The exercise:
Reproduce each of the following rows verbatim, omitting the pictures from your answer.

Records shown:
☆ ☆ ☆ ☆ ☆ ☆ ☆
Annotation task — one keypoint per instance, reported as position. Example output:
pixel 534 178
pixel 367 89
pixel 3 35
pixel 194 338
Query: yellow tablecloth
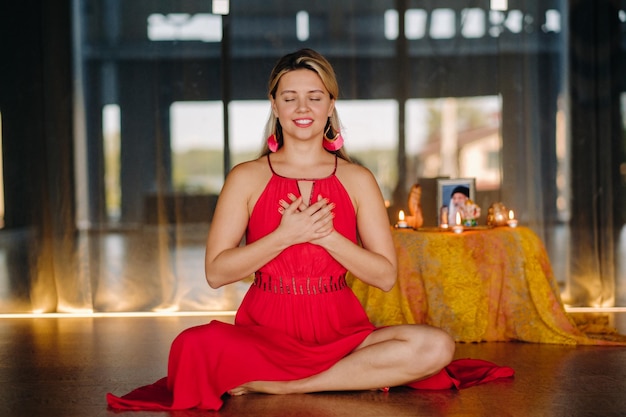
☆ ☆ ☆ ☆ ☆ ☆ ☆
Task response:
Annotation task — one keypoint per instance, reported as position. Example output:
pixel 534 178
pixel 367 89
pixel 3 35
pixel 194 338
Query: yellow tablecloth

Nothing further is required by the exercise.